> **Your task**:
Reproduce the earnings call excerpt on margins and expenses word for word, in full.

Moving down the P and L. Adjusted gross margin declined in the 2nd quarter, primarily from our conversion to IR outs, which had an adverse impact of 60 basis points. Excluding this impact, adjusted gross margins expanded year over year by 40 basis points, led by our pricing and productivity programs, which more than offset commodity and labor inflation. In addition, our SKU rationalization programs are improving our margin mix as we reduce lower margin private label and partner brand SKUs. That said, the margin performance in the quarter was slightly less than our expectations, primarily due to lower fixed cost leverage from softer than expected volumes, as Howard described earlier.

Speaker 2

Adjusted SG and A expense declined 1.8%, an improvement of 97 basis points as a percent of sales, as a result of our productivity initiatives focused on logistics and lower administrative spend. As our sales growth normalizes, we have been able to manage spend through cost control measures, in addition to driving productivity within our selling fixed costs. Partially offsetting these factors were continued investments in e commerce, people, selling infrastructure and supply chain capabilities to support our growth. Bringing it together, Adjusted EBITDA increased by 9.2 percent to $52,100,000 and margins expanded 87 basis points to 14% of sales. The margin expansion was driven by 3 70 basis points of price, 280 basis points of productivity, partially offset by 5.30 basis points of inflation and 40 basis points of impact from our continued investments to support our growth.

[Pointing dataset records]
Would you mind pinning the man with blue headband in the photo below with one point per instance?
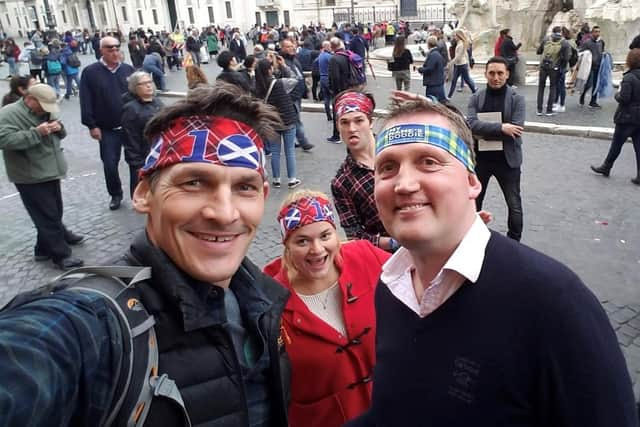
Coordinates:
(473, 328)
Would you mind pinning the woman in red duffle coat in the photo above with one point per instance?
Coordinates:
(328, 325)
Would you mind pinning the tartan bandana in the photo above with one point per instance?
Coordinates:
(304, 211)
(350, 102)
(427, 134)
(206, 139)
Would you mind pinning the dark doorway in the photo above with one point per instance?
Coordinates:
(272, 18)
(173, 15)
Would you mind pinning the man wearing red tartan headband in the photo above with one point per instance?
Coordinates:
(352, 187)
(203, 189)
(216, 316)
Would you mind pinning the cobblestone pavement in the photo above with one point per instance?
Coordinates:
(588, 222)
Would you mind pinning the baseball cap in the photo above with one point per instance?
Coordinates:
(46, 96)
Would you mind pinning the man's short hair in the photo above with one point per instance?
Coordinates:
(425, 105)
(222, 100)
(134, 79)
(224, 59)
(497, 60)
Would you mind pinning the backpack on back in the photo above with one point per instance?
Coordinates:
(36, 57)
(357, 76)
(73, 61)
(551, 54)
(573, 59)
(54, 66)
(136, 383)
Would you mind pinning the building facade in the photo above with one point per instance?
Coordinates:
(17, 17)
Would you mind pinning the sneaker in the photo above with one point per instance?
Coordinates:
(294, 183)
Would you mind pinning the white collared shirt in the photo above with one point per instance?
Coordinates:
(464, 264)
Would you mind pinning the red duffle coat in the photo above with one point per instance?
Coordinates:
(331, 373)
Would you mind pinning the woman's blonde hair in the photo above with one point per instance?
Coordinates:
(288, 265)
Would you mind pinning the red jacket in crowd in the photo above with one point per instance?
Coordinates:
(331, 373)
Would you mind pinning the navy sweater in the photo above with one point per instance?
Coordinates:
(526, 345)
(101, 95)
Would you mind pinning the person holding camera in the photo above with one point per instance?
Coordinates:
(400, 67)
(30, 135)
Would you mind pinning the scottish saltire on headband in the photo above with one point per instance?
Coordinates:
(428, 134)
(304, 211)
(206, 139)
(350, 102)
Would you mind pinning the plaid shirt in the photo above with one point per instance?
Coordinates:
(60, 356)
(352, 190)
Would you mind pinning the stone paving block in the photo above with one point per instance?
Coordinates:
(623, 315)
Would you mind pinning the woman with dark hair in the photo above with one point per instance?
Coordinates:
(195, 77)
(18, 85)
(509, 51)
(461, 63)
(401, 64)
(11, 53)
(275, 92)
(626, 117)
(142, 105)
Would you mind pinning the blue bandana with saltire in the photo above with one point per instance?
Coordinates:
(410, 133)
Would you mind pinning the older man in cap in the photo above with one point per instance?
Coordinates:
(217, 316)
(30, 135)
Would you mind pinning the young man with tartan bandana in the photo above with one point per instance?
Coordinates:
(217, 316)
(352, 187)
(473, 328)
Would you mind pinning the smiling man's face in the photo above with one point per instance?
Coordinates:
(203, 216)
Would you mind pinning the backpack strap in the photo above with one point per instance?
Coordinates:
(137, 382)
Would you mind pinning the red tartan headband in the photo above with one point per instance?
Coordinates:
(206, 139)
(350, 102)
(304, 211)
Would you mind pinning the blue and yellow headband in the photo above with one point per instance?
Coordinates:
(410, 133)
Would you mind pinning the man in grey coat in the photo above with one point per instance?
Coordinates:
(498, 139)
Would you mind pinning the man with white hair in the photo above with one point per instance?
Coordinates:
(101, 88)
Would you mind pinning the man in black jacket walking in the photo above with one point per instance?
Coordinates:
(101, 88)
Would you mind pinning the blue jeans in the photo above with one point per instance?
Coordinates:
(13, 66)
(326, 97)
(620, 135)
(592, 83)
(288, 137)
(461, 71)
(53, 80)
(300, 135)
(158, 75)
(437, 91)
(70, 79)
(110, 152)
(561, 89)
(493, 163)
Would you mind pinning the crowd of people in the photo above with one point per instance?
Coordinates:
(412, 315)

> **Result of this exercise**:
Moving down the P and L. Adjusted gross margin declined in the 2nd quarter, primarily from our conversion to IR outs, which had an adverse impact of 60 basis points. Excluding this impact, adjusted gross margins expanded year over year by 40 basis points, led by our pricing and productivity programs, which more than offset commodity and labor inflation. In addition, our SKU rationalization programs are improving our margin mix as we reduce lower margin private label and partner brand SKUs. That said, the margin performance in the quarter was slightly less than our expectations, primarily due to lower fixed cost leverage from softer than expected volumes, as Howard described earlier.

Speaker 2

Adjusted SG and A expense declined 1.8%, an improvement of 97 basis points as a percent of sales, as a result of our productivity initiatives focused on logistics and lower administrative spend. As our sales growth normalizes, we have been able to manage spend through cost control measures, in addition to driving productivity within our selling fixed costs. Partially offsetting these factors were continued investments in e commerce, people, selling infrastructure and supply chain capabilities to support our growth. Bringing it together, Adjusted EBITDA increased by 9.2 percent to $52,100,000 and margins expanded 87 basis points to 14% of sales. The margin expansion was driven by 3 70 basis points of price, 280 basis points of productivity, partially offset by 5.30 basis points of inflation and 40 basis points of impact from our continued investments to support our growth.